* _Stated task a_
Copy out the entire passage summarizing the proofs of Theorems 1.5 and 1.6, word for word.

--- begin Provided text ---

We now summarise the proofs of Theorems 1.5 and 1.6. These are given in Sect. 6. First, we use the direct method to show that for every \(\varepsilon > 0\) and compact \((n-2)\)-dimensional boundary \(\Gamma \), there exists a smooth section u of the spanning bundle L over \(X = {\mathbb {R}}^n \setminus \Gamma \) which minimizes \(E_\varepsilon \). We show that these minimizers satisfy \(|u| \le 1\), and that their energy remains bounded as we send \(\varepsilon \rightarrow 0\). Theorem 1.2 can than be invoked to conclude that, after passing to a subsequence, the varifolds associated to u weak*-converge to an integer rectifiable limit V. Moreover, the analysis we conduct in Sect. 3 shows that \(\Sigma := \Vert V\Vert \) contains \(\Gamma \). The set \(\Sigma \setminus \Gamma \) is smooth away from a set of Hausdorff dimension at most \(n-8\) by Corollary 1.3.

--- end Provided text ---
--- begin Input records ---

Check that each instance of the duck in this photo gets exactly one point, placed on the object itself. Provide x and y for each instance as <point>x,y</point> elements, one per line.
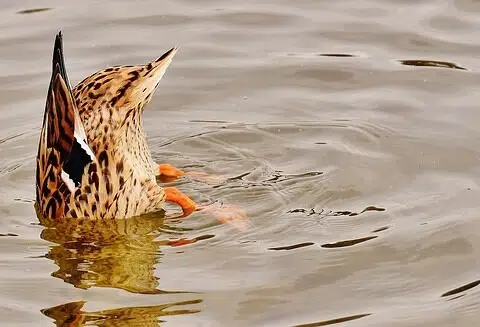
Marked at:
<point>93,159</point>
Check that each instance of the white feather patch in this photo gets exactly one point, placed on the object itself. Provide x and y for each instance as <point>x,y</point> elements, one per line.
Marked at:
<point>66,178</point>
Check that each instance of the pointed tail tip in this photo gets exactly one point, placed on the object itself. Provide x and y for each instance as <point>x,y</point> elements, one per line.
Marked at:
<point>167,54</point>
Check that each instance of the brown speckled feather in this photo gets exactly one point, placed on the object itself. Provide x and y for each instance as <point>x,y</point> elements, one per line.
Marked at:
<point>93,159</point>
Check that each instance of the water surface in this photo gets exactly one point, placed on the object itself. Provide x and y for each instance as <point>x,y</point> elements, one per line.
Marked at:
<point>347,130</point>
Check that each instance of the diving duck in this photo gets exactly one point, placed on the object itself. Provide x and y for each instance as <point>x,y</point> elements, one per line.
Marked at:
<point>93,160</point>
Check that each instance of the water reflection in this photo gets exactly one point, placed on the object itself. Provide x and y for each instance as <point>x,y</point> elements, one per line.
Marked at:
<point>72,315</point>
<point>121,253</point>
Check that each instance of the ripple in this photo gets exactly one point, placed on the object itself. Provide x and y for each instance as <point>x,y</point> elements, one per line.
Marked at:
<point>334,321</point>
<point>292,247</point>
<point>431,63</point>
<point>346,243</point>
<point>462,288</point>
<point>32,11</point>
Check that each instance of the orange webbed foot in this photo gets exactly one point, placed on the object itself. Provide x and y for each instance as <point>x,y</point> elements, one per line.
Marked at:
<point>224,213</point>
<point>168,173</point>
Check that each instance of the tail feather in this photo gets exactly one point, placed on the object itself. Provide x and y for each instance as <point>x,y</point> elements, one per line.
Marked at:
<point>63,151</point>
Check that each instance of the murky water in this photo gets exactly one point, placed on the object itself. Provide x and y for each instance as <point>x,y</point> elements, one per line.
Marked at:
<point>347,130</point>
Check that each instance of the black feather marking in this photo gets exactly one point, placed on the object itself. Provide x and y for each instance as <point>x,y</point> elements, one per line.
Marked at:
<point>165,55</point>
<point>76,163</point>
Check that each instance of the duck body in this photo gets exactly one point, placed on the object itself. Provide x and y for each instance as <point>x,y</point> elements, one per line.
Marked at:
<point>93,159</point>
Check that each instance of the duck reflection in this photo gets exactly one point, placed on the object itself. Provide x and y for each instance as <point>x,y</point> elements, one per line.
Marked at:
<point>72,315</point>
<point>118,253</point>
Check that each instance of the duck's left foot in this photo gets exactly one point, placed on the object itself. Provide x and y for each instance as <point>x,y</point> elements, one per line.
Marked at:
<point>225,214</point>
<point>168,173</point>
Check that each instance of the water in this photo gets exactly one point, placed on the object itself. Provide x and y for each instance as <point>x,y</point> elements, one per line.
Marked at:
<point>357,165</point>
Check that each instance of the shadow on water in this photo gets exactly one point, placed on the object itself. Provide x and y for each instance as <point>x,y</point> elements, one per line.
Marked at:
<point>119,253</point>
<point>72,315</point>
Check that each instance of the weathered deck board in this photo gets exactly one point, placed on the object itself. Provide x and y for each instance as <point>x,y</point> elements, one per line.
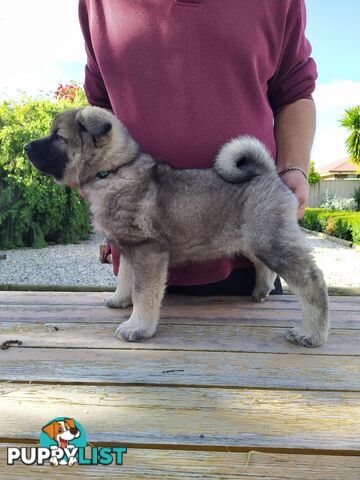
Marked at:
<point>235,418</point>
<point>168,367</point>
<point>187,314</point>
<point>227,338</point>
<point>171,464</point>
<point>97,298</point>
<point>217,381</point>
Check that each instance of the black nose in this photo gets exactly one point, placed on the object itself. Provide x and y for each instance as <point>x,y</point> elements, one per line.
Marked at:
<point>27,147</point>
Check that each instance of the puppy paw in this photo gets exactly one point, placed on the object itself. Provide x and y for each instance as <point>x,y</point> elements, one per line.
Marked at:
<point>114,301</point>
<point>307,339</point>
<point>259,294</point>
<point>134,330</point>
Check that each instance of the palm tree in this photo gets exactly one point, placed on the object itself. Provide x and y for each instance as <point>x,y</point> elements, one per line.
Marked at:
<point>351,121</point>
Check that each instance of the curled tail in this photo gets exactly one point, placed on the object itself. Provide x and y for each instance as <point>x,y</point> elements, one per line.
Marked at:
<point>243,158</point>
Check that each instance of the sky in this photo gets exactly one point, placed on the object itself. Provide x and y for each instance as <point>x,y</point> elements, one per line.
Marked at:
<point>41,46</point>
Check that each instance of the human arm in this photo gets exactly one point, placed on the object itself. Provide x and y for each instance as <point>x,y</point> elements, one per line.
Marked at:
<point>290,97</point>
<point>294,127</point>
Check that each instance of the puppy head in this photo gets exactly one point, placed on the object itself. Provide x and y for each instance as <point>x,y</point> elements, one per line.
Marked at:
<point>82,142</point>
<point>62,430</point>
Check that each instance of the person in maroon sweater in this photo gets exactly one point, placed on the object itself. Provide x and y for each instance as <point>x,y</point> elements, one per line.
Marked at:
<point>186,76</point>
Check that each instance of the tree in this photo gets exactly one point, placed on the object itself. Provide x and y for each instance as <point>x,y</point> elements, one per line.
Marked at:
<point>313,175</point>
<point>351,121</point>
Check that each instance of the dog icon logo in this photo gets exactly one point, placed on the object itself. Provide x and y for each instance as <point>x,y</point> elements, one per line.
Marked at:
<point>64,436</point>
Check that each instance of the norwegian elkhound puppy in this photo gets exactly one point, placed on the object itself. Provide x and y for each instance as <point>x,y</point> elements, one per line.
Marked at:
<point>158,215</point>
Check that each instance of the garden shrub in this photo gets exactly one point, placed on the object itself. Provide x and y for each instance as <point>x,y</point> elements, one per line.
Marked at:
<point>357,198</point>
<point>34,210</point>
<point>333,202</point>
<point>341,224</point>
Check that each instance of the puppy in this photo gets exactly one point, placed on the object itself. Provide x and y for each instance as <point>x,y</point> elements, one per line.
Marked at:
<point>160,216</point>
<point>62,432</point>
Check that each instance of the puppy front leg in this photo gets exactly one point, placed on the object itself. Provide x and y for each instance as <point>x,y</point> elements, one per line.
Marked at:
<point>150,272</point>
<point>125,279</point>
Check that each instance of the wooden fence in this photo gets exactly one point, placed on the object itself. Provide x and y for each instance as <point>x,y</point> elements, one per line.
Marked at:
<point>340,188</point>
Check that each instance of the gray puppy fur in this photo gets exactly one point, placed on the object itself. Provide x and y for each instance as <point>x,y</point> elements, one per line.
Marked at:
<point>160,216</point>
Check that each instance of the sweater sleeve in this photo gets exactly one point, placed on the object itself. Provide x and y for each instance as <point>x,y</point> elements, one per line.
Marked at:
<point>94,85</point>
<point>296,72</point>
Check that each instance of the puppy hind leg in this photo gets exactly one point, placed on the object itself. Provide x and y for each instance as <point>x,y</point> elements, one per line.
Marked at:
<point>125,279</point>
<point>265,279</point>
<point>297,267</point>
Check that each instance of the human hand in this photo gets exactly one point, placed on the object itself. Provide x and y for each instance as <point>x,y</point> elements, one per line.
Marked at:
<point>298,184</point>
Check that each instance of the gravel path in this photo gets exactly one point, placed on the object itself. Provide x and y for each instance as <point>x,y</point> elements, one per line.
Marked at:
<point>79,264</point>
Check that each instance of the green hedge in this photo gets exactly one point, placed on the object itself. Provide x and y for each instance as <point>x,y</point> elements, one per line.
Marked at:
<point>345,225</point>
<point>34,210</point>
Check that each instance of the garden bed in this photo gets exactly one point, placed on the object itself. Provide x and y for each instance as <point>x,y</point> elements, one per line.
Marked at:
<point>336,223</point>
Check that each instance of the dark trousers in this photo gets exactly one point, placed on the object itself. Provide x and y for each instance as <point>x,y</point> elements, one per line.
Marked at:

--- end Input records ---

* _Stated task b_
In the records, replace "puppy" with "dog" in everything from the line containing "Check that each instance of the gray" down to the line containing "<point>298,184</point>". Return only those lines, otherwise unchanged.

* _Correct response a_
We now summarise the proofs of Theorems 1.5 and 1.6. These are given in Sect. 6. First, we use the direct method to show that for every \(\varepsilon > 0\) and compact \((n-2)\)-dimensional boundary \(\Gamma \), there exists a smooth section u of the spanning bundle L over \(X = {\mathbb {R}}^n \setminus \Gamma \) which minimizes \(E_\varepsilon \). We show that these minimizers satisfy \(|u| \le 1\), and that their energy remains bounded as we send \(\varepsilon \rightarrow 0\). Theorem 1.2 can than be invoked to conclude that, after passing to a subsequence, the varifolds associated to u weak*-converge to an integer rectifiable limit V. Moreover, the analysis we conduct in Sect. 3 shows that \(\Sigma := \Vert V\Vert \) contains \(\Gamma \). The set \(\Sigma \setminus \Gamma \) is smooth away from a set of Hausdorff dimension at most \(n-8\) by Corollary 1.3.

* _Correct response b_
Check that each instance of the gray dog fur in this photo gets exactly one point, placed on the object itself. Provide x and y for each instance as <point>x,y</point> elements, one per line.
Marked at:
<point>160,216</point>
Check that each instance of the sweater sleeve in this photo gets exactly one point, placed on the object itself. Provide x and y for each instance as <point>x,y</point> elements, one per line.
Marked at:
<point>94,85</point>
<point>296,72</point>
Check that each instance of the dog hind leg in this photo gets exactly one point, placed on the object itself. Provide x and y for each instance as <point>x,y</point> elements, one per line.
Marked at:
<point>125,279</point>
<point>265,279</point>
<point>297,267</point>
Check that each instance of the human hand in this photo gets exactly one point, placed on the object itself. Provide x and y for each instance as <point>x,y</point> elements, one per line.
Marked at:
<point>298,184</point>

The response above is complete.